### EXERCISE
Copy every one of the entries below line for line, changing nothing, and leave the pictures out of your copy.

### GIVEN RECORDS
====

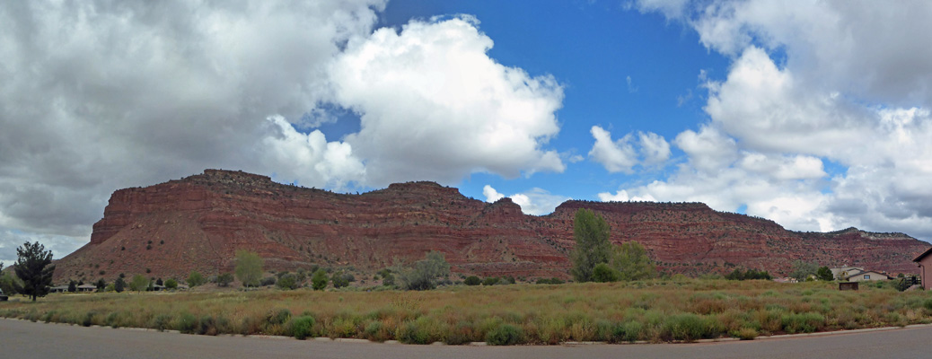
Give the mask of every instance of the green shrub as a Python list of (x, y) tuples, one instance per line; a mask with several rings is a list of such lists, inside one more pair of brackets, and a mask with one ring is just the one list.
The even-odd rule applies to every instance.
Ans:
[[(449, 333), (446, 334), (445, 343), (450, 345), (466, 344), (476, 341), (477, 332), (472, 322), (459, 321)], [(480, 337), (481, 338), (481, 337)]]
[(622, 272), (618, 271), (609, 266), (606, 263), (596, 264), (595, 268), (592, 269), (592, 280), (593, 282), (618, 282), (618, 279), (622, 276)]
[(625, 322), (615, 325), (613, 334), (614, 341), (635, 342), (641, 338), (644, 331), (644, 324), (640, 322)]
[(275, 285), (277, 285), (279, 289), (284, 289), (284, 290), (297, 289), (298, 287), (297, 278), (295, 277), (295, 274), (291, 273), (284, 274), (281, 276), (281, 278), (279, 278), (279, 282), (276, 283)]
[(818, 312), (784, 314), (781, 318), (783, 330), (787, 333), (812, 333), (825, 324), (825, 317)]
[(520, 338), (521, 329), (507, 324), (502, 324), (486, 333), (486, 343), (488, 345), (514, 345)]
[(711, 320), (693, 313), (670, 316), (664, 324), (664, 330), (674, 340), (685, 341), (714, 338), (719, 334)]
[(204, 276), (197, 271), (192, 271), (190, 275), (187, 276), (187, 285), (196, 287), (201, 285), (205, 283)]
[(928, 311), (932, 311), (932, 298), (925, 299), (925, 301), (923, 302), (923, 307)]
[(266, 315), (266, 323), (269, 325), (281, 325), (288, 323), (289, 319), (291, 319), (291, 311), (284, 308), (272, 310), (267, 315)]
[(200, 323), (198, 325), (198, 334), (208, 336), (217, 335), (217, 322), (213, 320), (213, 317), (205, 315), (200, 318)]
[(444, 339), (446, 328), (436, 319), (422, 316), (398, 328), (398, 341), (406, 344), (431, 344)]
[(183, 312), (175, 321), (175, 330), (185, 334), (194, 334), (194, 330), (198, 328), (198, 318), (194, 314)]
[(291, 332), (292, 335), (295, 336), (295, 338), (304, 340), (308, 337), (310, 337), (313, 333), (314, 324), (314, 317), (302, 315), (292, 318), (291, 322), (289, 322), (289, 326), (291, 327)]
[(310, 277), (310, 287), (314, 290), (323, 290), (327, 287), (327, 272), (323, 269), (317, 269)]
[(171, 327), (171, 316), (169, 314), (158, 314), (152, 318), (152, 324), (150, 326), (153, 329), (158, 330), (159, 332), (164, 331)]
[(88, 311), (87, 313), (85, 313), (84, 314), (84, 319), (81, 321), (81, 325), (83, 325), (83, 326), (90, 326), (91, 324), (94, 324), (94, 315), (97, 315), (97, 312), (94, 311)]
[(740, 338), (741, 340), (754, 340), (758, 335), (760, 333), (758, 333), (757, 329), (748, 327), (744, 327), (732, 333), (732, 337)]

====

### CORRECT ANSWER
Give the mask of every instance of the green shrub as a Python list of (x, y) tuples, one instance per line; a mask with several rings is a list of such lists, inside one more pair of brackets, and a mask with one ring is just the one list.
The even-odd rule applies to every instance.
Ans:
[[(449, 333), (446, 334), (445, 343), (450, 345), (466, 344), (476, 341), (477, 332), (472, 322), (459, 321)], [(480, 337), (481, 338), (481, 337)]]
[(622, 272), (618, 271), (609, 266), (606, 263), (596, 264), (595, 268), (592, 269), (592, 280), (593, 282), (618, 282), (618, 279), (622, 276)]
[(625, 322), (615, 325), (613, 334), (614, 341), (635, 342), (641, 338), (644, 331), (644, 324), (640, 322)]
[(275, 285), (277, 285), (279, 289), (284, 289), (284, 290), (297, 289), (298, 287), (297, 278), (295, 277), (295, 274), (291, 273), (284, 274), (281, 276), (281, 278), (279, 278), (279, 282), (276, 283)]
[(818, 312), (784, 314), (781, 318), (783, 330), (787, 333), (812, 333), (825, 324), (825, 317)]
[(520, 338), (521, 329), (507, 324), (502, 324), (486, 333), (486, 343), (488, 345), (514, 345)]
[(711, 320), (693, 313), (670, 316), (664, 324), (664, 330), (674, 340), (685, 341), (714, 338), (719, 334)]
[(204, 276), (197, 271), (192, 271), (190, 275), (187, 276), (187, 285), (196, 287), (201, 285), (205, 283)]
[(928, 311), (932, 311), (932, 298), (925, 299), (925, 301), (923, 302), (923, 307)]
[(266, 315), (266, 323), (269, 325), (281, 325), (288, 323), (289, 319), (291, 319), (291, 311), (284, 308), (272, 310), (267, 315)]
[(200, 323), (198, 325), (198, 334), (208, 336), (217, 335), (217, 322), (213, 320), (213, 317), (205, 315), (200, 318)]
[(444, 339), (446, 328), (436, 319), (422, 316), (398, 328), (398, 341), (406, 344), (431, 344)]
[(183, 312), (175, 321), (175, 330), (185, 334), (194, 334), (194, 330), (198, 328), (198, 318), (194, 314)]
[(291, 332), (292, 335), (295, 336), (295, 338), (304, 340), (308, 337), (310, 337), (313, 333), (314, 324), (314, 317), (302, 315), (292, 318), (291, 322), (289, 322), (289, 326), (291, 327)]
[(310, 277), (310, 287), (314, 290), (323, 290), (327, 287), (327, 272), (323, 269), (317, 269)]
[(171, 327), (171, 316), (169, 314), (158, 314), (152, 318), (152, 324), (150, 326), (153, 329), (158, 330), (159, 332), (164, 331)]
[(88, 311), (87, 313), (85, 313), (84, 314), (84, 319), (81, 321), (81, 325), (83, 325), (83, 326), (90, 326), (91, 324), (94, 324), (94, 315), (97, 315), (97, 312), (94, 311)]
[(740, 338), (741, 340), (754, 340), (758, 335), (760, 333), (758, 333), (757, 329), (748, 327), (744, 327), (732, 333), (732, 337)]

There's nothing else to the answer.